# DirecTV App for iPhone v2.3.x - Issues/Discussion



## The Merg (Jun 24, 2007)

DIRECTV App for iPhone v2.3 is available in the App Store now and through updates on your device.

*New Features: *

Live TV streaming available outside of your home network for select channels, including AUDIENCE Network
Closed captioning support for DirecTV Everywhere and Live TV streaming
Optimized for iPhone 5
Optimized for iOS 6

- Merg


----------



## Sixto (Nov 18, 2005)

When I open the App, it blinks and closes.

iPhone 5, iOS 6.


----------



## Sixto (Nov 18, 2005)

Sixto said:


> When I open the App, it blinks and closes.
> 
> iPhone 5, iOS 6.


Just deleted the App, and re-installed, all fine now.


----------



## The Merg (Jun 24, 2007)

*Issue: Cannot Customize Live TV Streaming Channels*
On the iPad app, you can customize the order of the channels and also select what channels appear and do not appear. This does not seem possible on the iPhone app as far as I can tell. It would be nice to have this ability on the iPhone as well.

- Merg


----------



## RunnerFL (Jan 5, 2006)

Issue: When setting a recording all devices are shown, not just DVRs.

My H24 and H25's now show up and allow me to set a recording.


----------



## coolman302003 (Jun 2, 2008)

When viewing VOD you can't tell which programs are in HD now unless it's in a folder such as Dexter, Homeland etc. With the previous version apps you have always been able to see an HD indicator next to the title of the program. when you click on the title to view more info there is still no HD indicator anywhere.

For example, looking at Starz VOD below and I can't tell which is available in HD. 
The previous version apps would have an HD indicator beside VOD Indicator.









Now the only way I can see if it's in HD it to click on the title, scroll down to Other Showings, then On TV and there it will have the HD indicator if available. That's a lot more navigating compared to before when the entire list would show the indicator.

##############################

### PROBLEM 1
In the DirecTV app thread, what fixed the app blinking and closing on open?
### PROBLEM 2
Echo the DirecTV app thread from "## RunnerFL (Jan" up to and including "HD indicator anywhere.".
### PROBLEM 3
According to the DirecTV app thread, why does checking whether a VOD program is in HD now take more navigating than before?
None of the lines of data are needed.

(Lines of data)
##############################

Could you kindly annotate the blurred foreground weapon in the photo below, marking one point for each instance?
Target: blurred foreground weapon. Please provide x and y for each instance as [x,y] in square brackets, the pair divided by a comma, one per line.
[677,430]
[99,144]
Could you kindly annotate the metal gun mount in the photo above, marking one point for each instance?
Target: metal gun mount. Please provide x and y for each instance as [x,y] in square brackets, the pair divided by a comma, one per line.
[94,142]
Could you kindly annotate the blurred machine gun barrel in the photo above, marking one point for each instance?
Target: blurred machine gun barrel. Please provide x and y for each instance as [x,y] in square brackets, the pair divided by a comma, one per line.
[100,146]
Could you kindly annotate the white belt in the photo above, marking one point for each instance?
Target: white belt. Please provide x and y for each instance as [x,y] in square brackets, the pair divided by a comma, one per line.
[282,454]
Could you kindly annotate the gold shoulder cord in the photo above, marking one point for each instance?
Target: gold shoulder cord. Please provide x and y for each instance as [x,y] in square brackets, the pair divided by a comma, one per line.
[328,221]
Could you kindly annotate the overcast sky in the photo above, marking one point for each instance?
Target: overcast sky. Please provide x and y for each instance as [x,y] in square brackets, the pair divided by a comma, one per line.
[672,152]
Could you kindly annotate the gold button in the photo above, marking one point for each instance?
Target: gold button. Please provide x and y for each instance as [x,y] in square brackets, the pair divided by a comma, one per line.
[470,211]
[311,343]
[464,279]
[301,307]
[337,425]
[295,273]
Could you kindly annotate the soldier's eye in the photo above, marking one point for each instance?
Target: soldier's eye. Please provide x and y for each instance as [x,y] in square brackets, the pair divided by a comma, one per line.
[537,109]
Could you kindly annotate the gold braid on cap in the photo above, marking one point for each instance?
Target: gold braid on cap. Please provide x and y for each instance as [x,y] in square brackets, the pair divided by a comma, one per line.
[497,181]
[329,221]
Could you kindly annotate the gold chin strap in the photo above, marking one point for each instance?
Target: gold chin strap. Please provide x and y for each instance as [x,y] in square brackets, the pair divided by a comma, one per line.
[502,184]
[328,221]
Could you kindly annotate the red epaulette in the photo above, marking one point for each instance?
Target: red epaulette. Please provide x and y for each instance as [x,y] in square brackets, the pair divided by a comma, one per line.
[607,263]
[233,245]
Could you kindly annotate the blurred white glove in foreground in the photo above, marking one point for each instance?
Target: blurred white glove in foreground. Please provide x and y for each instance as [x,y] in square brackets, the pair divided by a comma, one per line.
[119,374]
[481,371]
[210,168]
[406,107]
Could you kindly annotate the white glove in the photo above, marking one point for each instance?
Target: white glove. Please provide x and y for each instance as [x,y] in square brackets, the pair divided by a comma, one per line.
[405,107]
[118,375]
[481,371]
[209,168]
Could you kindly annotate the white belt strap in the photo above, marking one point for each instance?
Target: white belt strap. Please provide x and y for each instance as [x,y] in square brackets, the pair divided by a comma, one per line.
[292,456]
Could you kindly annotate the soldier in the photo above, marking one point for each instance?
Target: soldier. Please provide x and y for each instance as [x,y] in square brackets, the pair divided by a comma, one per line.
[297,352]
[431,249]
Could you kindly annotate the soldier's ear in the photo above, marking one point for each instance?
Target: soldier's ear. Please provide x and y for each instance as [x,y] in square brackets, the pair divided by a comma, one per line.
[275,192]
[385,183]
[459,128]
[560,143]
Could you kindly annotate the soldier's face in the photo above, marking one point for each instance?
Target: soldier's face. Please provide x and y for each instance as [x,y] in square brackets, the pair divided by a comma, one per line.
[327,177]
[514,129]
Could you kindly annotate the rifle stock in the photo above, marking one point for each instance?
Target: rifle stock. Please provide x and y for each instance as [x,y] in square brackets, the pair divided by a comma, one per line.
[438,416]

##############################

### COMPLETE OUTPUT 1
Deleting the app and reinstalling it.

### COMPLETE OUTPUT 2
## RunnerFL (Jan 5, 2006)

Issue: When setting a recording all devices are shown, not just DVRs.

My H24 and H25's now show up and allow me to set a recording.


----------



## coolman302003 (Jun 2, 2008)

When viewing VOD you can't tell which programs are in HD now unless it's in a folder such as Dexter, Homeland etc. With the previous version apps you have always been able to see an HD indicator next to the title of the program. when you click on the title to view more info there is still no HD indicator anywhere.

### COMPLETE OUTPUT 3
Now you have to click on a title, scroll down to Other Showings, and then open On TV to see the HD indicator. Previous versions showed the indicator beside each title in the whole list.